_Consegna A:_
Le affermazioni seguenti concordano con il brano sui vini naturali e la biodinamica? Per ciascuna rispondi sì o no e cita testualmente le parole del brano che lo decidono.
(i) Per i vini naturali esiste già una certificazione pubblica precisa.
(ii) Alla fine degli anni Settanta la biodinamica fu integrata dal calendario lunare di Maria Thun.
(iii) Rudolf Steiner fissò i principi dell'agricoltura biodinamica in un'opera del 1924.

Diversamente, per i vini cosiddetti naturali non esiste al momento invece nessuna definizione precisa e nessuna vera certificazione pubblica se non l’autodichiarazione del singolo produttore o la sua adesione a una delle diverse associazioni di viticoltori che propugnano la vinificazione naturale. In definitiva quello dei vini naturali é un grande ombrello, sotto il quale sono compresi approcci assai diversi e spesso poco coerenti tra loro, e anche i risultati sul piano della qualità sono enormemente variabili.
La biodinamica, invece, rappresenta in questo campo una specie di unicum, perché fa riferimento ad una filosofia ben precisa e a un insieme di pratiche, soprattutto agronomiche, ben identificate. Com'è noto, essa deriva dall'insegnamento del filosofo naturale, Rudolf Steiner, che fissò i principi dell’agricoltura biodinamica nel suo celebre Cours del 1924, venendo poi integrata alla fine degli anni ’70 dal calendario lunare di Maria Thun.

_Voci estratte:_
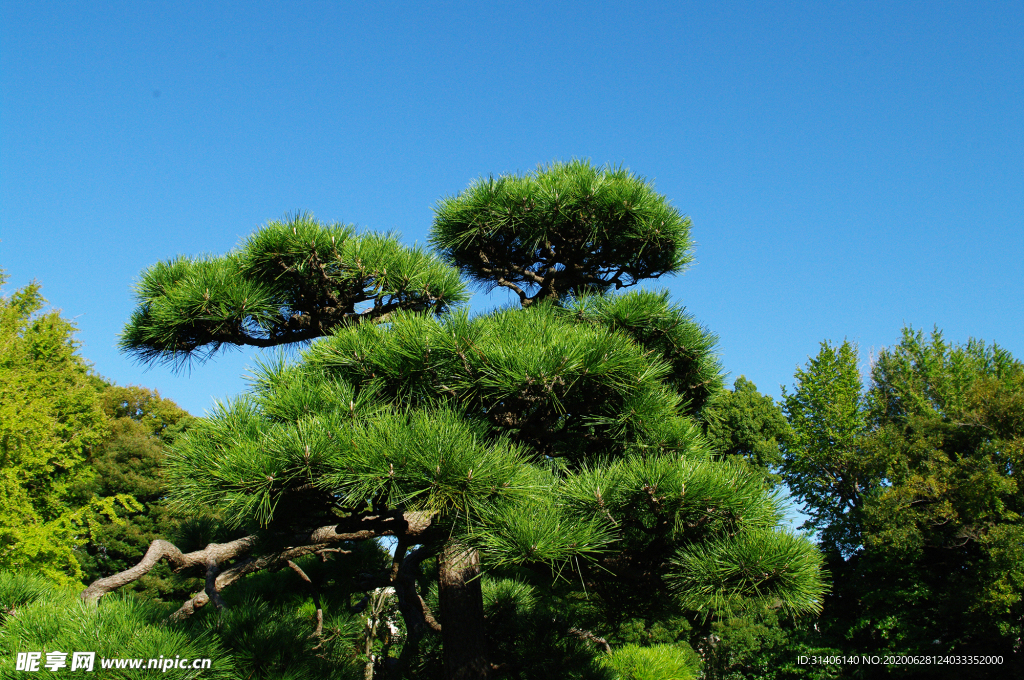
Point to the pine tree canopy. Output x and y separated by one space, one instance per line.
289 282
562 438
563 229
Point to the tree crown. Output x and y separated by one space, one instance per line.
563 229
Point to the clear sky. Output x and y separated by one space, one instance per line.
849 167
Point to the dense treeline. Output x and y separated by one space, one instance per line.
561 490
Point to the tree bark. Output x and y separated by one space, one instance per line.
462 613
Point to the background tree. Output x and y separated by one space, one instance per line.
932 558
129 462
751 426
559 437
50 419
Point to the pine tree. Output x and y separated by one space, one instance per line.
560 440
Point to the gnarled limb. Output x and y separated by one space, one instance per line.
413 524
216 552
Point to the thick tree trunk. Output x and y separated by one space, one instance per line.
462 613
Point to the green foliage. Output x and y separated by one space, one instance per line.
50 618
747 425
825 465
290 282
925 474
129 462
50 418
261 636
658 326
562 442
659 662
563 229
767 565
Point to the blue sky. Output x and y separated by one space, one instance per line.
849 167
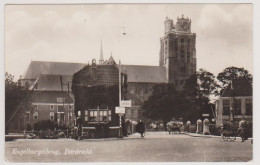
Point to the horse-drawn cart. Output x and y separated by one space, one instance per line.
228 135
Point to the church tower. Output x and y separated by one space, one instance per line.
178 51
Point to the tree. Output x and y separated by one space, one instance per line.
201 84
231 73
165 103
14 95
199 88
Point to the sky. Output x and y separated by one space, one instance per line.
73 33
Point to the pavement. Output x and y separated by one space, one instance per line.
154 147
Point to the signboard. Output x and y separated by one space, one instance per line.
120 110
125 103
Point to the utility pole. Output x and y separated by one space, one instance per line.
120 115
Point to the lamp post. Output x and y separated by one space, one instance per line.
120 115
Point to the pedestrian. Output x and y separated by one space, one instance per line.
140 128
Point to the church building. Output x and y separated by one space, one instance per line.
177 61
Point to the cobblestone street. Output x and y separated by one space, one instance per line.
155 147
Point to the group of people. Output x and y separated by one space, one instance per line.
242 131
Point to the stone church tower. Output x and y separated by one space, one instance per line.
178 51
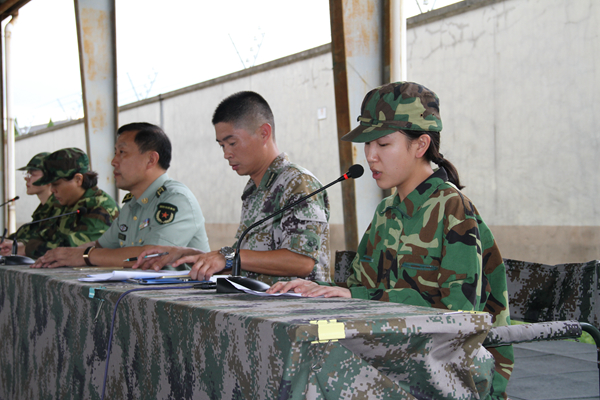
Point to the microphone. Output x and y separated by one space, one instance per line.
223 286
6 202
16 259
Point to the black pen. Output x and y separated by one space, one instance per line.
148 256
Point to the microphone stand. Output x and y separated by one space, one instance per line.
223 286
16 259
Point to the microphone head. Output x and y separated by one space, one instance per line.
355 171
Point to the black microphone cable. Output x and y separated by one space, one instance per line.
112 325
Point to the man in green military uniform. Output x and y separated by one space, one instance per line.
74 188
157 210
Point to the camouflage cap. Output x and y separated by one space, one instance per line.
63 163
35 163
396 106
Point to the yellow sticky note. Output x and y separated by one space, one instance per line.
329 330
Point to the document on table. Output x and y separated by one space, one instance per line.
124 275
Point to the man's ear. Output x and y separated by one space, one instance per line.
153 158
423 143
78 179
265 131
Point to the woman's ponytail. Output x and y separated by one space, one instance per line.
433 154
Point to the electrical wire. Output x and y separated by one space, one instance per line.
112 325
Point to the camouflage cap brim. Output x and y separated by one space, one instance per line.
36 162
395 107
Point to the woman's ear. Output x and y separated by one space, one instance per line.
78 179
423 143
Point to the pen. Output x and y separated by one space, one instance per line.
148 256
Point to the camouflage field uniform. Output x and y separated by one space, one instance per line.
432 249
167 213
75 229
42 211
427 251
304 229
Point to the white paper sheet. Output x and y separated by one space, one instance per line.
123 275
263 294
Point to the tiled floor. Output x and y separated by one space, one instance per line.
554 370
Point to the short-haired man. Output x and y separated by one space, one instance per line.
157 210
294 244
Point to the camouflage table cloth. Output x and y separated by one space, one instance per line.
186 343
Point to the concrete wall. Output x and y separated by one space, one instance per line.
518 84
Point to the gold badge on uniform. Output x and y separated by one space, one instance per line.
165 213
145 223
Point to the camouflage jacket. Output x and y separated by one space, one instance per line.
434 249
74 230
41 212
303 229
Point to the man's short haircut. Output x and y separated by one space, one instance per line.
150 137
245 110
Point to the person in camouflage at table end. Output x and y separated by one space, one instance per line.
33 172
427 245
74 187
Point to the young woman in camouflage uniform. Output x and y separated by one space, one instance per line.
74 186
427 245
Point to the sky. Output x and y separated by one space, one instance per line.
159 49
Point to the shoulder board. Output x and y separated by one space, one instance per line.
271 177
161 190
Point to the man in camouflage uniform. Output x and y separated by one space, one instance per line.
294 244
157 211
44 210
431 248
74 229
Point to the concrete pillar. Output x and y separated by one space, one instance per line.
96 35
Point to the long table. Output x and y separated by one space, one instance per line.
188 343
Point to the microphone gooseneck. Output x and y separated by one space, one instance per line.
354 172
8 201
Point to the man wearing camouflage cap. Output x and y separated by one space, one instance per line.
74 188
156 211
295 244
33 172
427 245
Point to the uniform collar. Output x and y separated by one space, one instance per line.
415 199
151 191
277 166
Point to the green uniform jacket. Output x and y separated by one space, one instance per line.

...

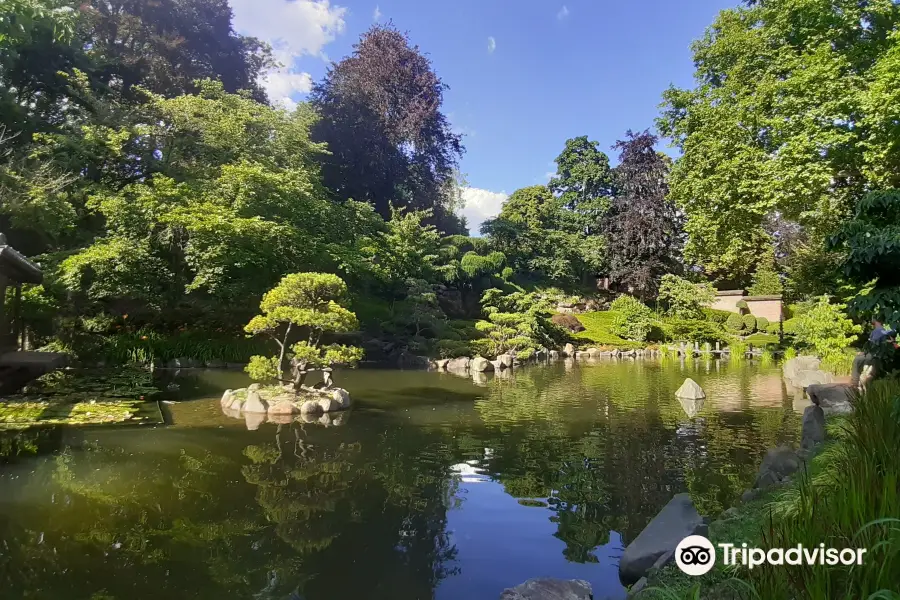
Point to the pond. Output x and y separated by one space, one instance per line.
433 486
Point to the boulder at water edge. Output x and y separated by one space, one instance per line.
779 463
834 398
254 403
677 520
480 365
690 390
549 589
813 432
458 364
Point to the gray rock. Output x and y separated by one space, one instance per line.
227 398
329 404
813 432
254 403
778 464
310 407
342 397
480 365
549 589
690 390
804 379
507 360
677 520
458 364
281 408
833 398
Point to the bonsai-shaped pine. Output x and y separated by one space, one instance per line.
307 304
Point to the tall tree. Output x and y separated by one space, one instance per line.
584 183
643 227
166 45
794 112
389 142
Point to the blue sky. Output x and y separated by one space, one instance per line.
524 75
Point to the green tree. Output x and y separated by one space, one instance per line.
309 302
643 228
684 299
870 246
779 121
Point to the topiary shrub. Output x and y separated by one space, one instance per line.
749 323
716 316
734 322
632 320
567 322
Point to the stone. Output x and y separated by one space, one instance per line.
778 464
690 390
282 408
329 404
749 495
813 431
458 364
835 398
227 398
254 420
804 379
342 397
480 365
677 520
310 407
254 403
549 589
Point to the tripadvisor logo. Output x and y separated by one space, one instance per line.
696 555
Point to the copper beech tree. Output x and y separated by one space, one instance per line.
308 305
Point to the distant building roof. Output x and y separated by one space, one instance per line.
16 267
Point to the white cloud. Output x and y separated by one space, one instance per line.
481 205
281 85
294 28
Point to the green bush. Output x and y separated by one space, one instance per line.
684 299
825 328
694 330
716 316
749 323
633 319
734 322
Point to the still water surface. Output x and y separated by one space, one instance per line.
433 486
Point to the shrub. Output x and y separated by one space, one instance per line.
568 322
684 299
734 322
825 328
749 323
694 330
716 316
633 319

_Consegna B:_ Riporta ogni riga delle voci che contiene la parola "table", rispettando maiuscole e minuscole.

_Risposta corretta A:_
(i) No: "non esiste al momento invece nessuna definizione precisa e nessuna vera certificazione pubblica"
(ii) Sì: "venendo poi integrata alla fine degli anni ’70 dal calendario lunare di Maria Thun"
(iii) Sì: "che fissò i principi dell’agricoltura biodinamica nel suo celebre Cours del 1924"

_Risposta corretta B:_
Point to the document on table. Output x and y separated by one space, one instance per line.
Point to the camouflage table cloth. Output x and y separated by one space, one instance per line.
Point to the person in camouflage at table end. Output x and y separated by one space, one instance per line.
Point to the long table. Output x and y separated by one space, one instance per line.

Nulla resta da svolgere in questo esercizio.